**Exercise passage**
Noah Cyrus orders a birthday cake for her mother. She hasn’t seen her mom in three weeks since the world went into lockdown following COVID-19, but she is excited for their reunion — even if it is for a few, socially distanced moments sitting across from one another outside. “I’m more scared about my mom more than anything,” says Cyrus, who has been self-isolating at home in Los Angeles. The city could remain shut down for several more months, so this birthday is the perfect occasion to sneak in a safe — and masked — visit with her mom.
Just two days after this conversation, Cyrus will have another reason to celebrate. Global pandemic or not, her new EP and follow up to her 2018 debut, Good Cry, will finally hit. The End of Everything is exactly that: the end of everything — well, just the world.
Inspired by John Boswell’s ‘Timelapse of the Universe” video, which explores how the world will meet its demise billions of years from now, Cyrus was moved by this notion of everything coming to an end one day. “It will all come to an end, and so beautifully, with two black holes that have completely swallowed and obliterated everything we’ve ever had,” Cyrus says. “They’re going to circle each other and dance with each other. It’s so beautiful to think that those two black holes will literally hold everything that we’ve ever known is inside of them, and the second they end their last dance, the world goes black.”

**Supplied data**
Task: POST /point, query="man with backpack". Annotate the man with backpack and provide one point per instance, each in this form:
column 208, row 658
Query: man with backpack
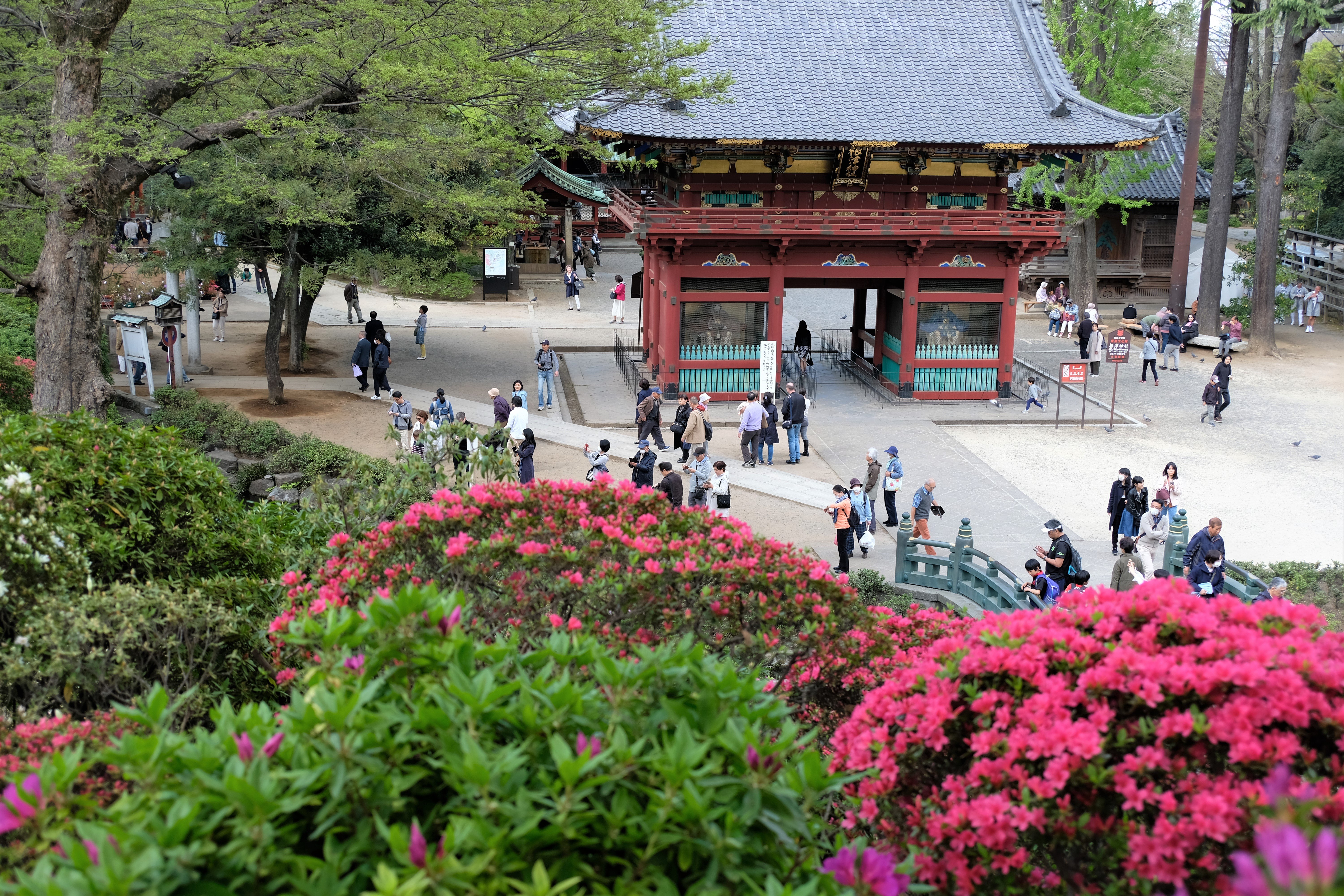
column 1064, row 563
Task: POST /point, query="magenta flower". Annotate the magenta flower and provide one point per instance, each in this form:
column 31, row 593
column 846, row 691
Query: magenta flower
column 880, row 874
column 1249, row 879
column 842, row 867
column 17, row 809
column 417, row 850
column 272, row 745
column 1287, row 855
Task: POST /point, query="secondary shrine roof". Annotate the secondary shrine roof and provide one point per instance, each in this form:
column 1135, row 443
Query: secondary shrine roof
column 907, row 72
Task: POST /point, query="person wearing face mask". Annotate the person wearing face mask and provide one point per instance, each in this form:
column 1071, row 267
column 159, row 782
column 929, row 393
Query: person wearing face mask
column 1154, row 528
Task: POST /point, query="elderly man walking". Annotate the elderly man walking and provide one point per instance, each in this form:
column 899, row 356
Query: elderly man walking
column 923, row 503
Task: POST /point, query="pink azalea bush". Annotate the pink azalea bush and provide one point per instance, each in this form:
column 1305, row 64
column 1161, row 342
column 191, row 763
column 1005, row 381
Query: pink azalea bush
column 1118, row 742
column 601, row 559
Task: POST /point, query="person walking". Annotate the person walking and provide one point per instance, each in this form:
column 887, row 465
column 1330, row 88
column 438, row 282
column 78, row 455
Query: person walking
column 573, row 284
column 1224, row 371
column 382, row 361
column 920, row 511
column 1116, row 508
column 749, row 431
column 1091, row 346
column 1314, row 308
column 679, row 424
column 697, row 431
column 1151, row 358
column 1171, row 487
column 546, row 366
column 442, row 410
column 803, row 347
column 1208, row 539
column 1033, row 396
column 892, row 481
column 597, row 460
column 643, row 465
column 794, row 413
column 403, row 416
column 1173, row 339
column 650, row 417
column 361, row 361
column 619, row 300
column 421, row 328
column 841, row 508
column 861, row 507
column 701, row 473
column 671, row 484
column 873, row 487
column 769, row 429
column 218, row 315
column 1123, row 571
column 351, row 293
column 1154, row 528
column 502, row 408
column 720, row 489
column 517, row 421
column 1212, row 396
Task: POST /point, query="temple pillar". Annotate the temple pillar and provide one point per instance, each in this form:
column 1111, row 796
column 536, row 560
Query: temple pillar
column 857, row 319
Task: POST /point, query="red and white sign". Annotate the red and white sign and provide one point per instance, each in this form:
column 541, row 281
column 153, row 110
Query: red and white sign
column 1073, row 373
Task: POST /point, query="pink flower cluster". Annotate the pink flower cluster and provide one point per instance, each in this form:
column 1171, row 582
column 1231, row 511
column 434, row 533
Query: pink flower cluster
column 1119, row 739
column 607, row 561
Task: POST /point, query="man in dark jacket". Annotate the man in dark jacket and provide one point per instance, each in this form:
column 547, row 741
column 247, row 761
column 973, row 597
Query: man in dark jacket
column 1208, row 573
column 1205, row 541
column 795, row 409
column 362, row 359
column 1116, row 507
column 1224, row 371
column 671, row 484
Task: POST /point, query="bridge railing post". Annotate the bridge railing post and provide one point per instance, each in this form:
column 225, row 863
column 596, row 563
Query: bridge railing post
column 904, row 549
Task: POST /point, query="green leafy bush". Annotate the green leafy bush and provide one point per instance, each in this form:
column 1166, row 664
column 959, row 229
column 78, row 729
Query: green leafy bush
column 139, row 502
column 416, row 758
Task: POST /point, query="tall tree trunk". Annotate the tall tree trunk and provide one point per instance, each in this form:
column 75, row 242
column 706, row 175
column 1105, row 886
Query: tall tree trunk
column 69, row 276
column 1225, row 170
column 1269, row 195
column 275, row 386
column 303, row 314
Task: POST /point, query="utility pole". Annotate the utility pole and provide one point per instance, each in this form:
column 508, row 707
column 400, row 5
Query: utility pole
column 1186, row 213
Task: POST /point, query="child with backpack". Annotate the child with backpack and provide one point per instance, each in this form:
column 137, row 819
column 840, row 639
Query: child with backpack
column 1042, row 585
column 846, row 520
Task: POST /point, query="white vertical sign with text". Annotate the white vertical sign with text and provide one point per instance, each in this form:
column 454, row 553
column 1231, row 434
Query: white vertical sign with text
column 768, row 367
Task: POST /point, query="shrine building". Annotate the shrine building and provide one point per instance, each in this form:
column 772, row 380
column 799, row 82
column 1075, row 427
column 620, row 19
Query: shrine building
column 866, row 147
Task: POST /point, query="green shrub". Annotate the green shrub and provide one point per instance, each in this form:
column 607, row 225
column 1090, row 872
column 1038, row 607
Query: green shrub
column 416, row 758
column 140, row 503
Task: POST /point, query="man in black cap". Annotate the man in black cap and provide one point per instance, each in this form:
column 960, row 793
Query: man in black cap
column 1057, row 559
column 546, row 365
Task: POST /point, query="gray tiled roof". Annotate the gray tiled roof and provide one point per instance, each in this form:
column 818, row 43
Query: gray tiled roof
column 1169, row 151
column 980, row 72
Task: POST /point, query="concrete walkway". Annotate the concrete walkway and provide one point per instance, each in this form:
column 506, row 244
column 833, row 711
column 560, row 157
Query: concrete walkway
column 765, row 480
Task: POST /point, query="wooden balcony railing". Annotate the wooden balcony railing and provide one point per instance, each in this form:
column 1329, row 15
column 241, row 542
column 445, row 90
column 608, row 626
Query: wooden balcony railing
column 792, row 222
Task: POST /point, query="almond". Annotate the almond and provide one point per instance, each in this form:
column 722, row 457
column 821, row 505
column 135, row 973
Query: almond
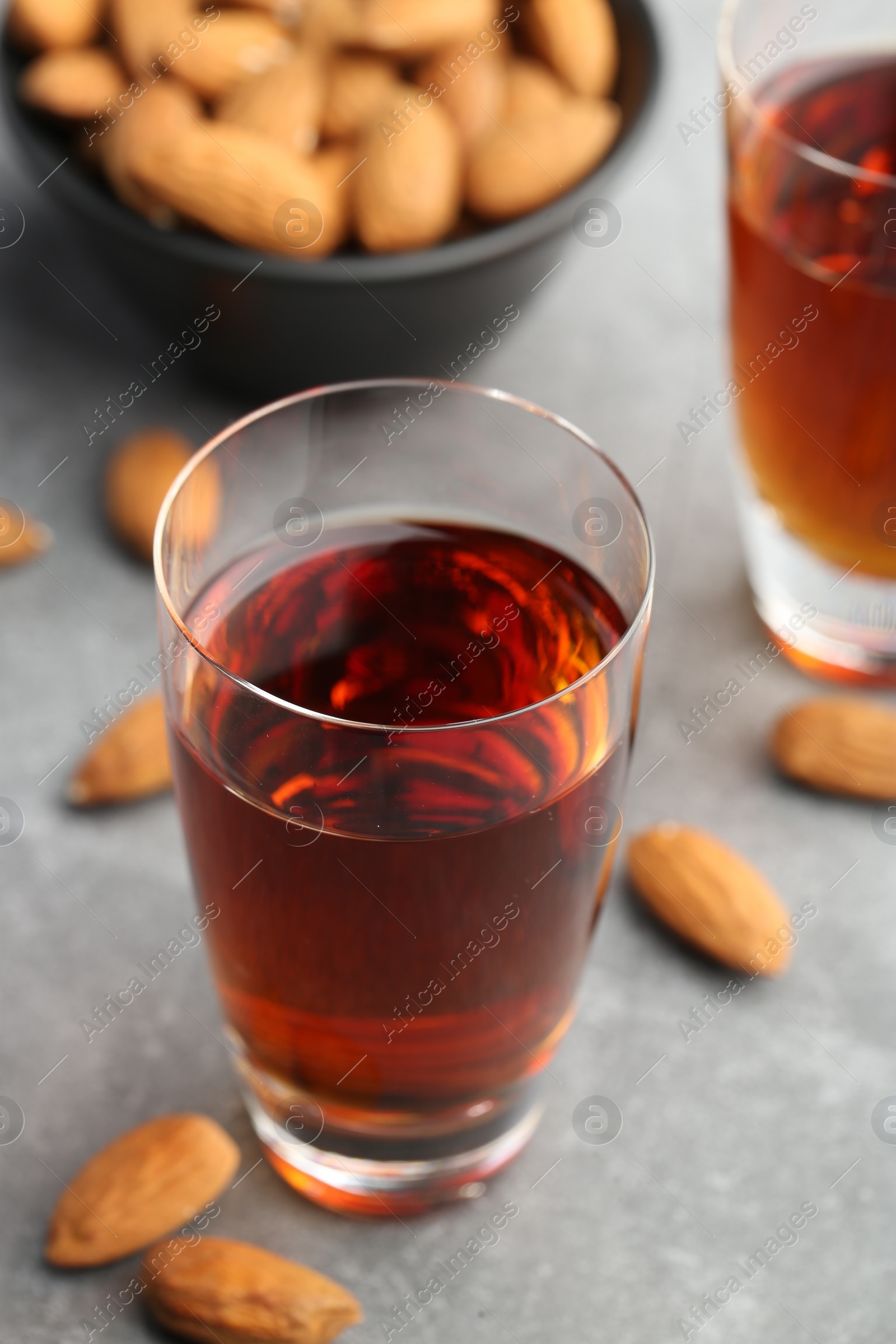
column 49, row 25
column 711, row 897
column 137, row 479
column 335, row 163
column 128, row 761
column 530, row 88
column 288, row 12
column 244, row 186
column 358, row 89
column 238, row 45
column 839, row 746
column 332, row 22
column 408, row 194
column 531, row 159
column 284, row 104
column 472, row 78
column 139, row 1187
column 235, row 1294
column 72, row 84
column 146, row 32
column 578, row 39
column 163, row 112
column 410, row 27
column 21, row 536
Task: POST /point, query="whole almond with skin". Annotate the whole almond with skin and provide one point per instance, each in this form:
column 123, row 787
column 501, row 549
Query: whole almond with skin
column 578, row 39
column 288, row 12
column 72, row 84
column 144, row 32
column 473, row 80
column 327, row 24
column 284, row 104
column 711, row 897
column 22, row 538
column 240, row 185
column 531, row 159
column 139, row 1187
column 412, row 27
column 235, row 46
column 235, row 1294
column 530, row 88
column 128, row 761
column 335, row 163
column 50, row 25
column 358, row 88
column 408, row 194
column 139, row 475
column 839, row 746
column 166, row 109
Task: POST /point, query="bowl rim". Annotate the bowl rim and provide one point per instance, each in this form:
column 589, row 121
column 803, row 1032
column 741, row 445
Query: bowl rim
column 504, row 240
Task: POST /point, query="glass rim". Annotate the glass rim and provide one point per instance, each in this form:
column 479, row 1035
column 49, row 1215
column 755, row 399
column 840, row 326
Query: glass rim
column 329, row 389
column 730, row 72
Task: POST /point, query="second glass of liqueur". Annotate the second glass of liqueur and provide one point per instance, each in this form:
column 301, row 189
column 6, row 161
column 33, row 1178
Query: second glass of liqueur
column 812, row 132
column 403, row 628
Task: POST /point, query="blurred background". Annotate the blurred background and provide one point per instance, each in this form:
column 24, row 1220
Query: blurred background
column 726, row 1135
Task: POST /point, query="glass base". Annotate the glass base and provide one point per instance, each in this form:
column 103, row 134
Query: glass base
column 378, row 1163
column 830, row 624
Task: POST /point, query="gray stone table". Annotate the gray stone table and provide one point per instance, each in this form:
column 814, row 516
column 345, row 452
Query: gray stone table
column 727, row 1133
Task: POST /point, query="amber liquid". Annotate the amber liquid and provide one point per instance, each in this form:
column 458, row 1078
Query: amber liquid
column 435, row 968
column 814, row 311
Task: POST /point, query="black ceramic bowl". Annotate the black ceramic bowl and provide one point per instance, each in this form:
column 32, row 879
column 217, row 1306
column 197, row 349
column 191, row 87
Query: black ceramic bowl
column 285, row 324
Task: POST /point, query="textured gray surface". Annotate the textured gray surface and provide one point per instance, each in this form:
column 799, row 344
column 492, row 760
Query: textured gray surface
column 729, row 1133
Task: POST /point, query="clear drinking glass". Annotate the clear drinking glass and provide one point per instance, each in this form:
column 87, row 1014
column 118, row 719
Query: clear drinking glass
column 405, row 905
column 810, row 99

**Work request 1**
In the Noah Cyrus article, how long has it been since Cyrus last saw her mom?
**Work request 2**
Write out a section of the Noah Cyrus article word for word. Start at the words "Noah Cyrus orders" and stop after "with her mom.".
The material doesn't matter for this work.

**Written reply 1**
Three weeks.

**Written reply 2**
Noah Cyrus orders a birthday cake for her mother. She hasn’t seen her mom in three weeks since the world went into lockdown following COVID-19, but she is excited for their reunion — even if it is for a few, socially distanced moments sitting across from one another outside. “I’m more scared about my mom more than anything,” says Cyrus, who has been self-isolating at home in Los Angeles. The city could remain shut down for several more months, so this birthday is the perfect occasion to sneak in a safe — and masked — visit with her mom.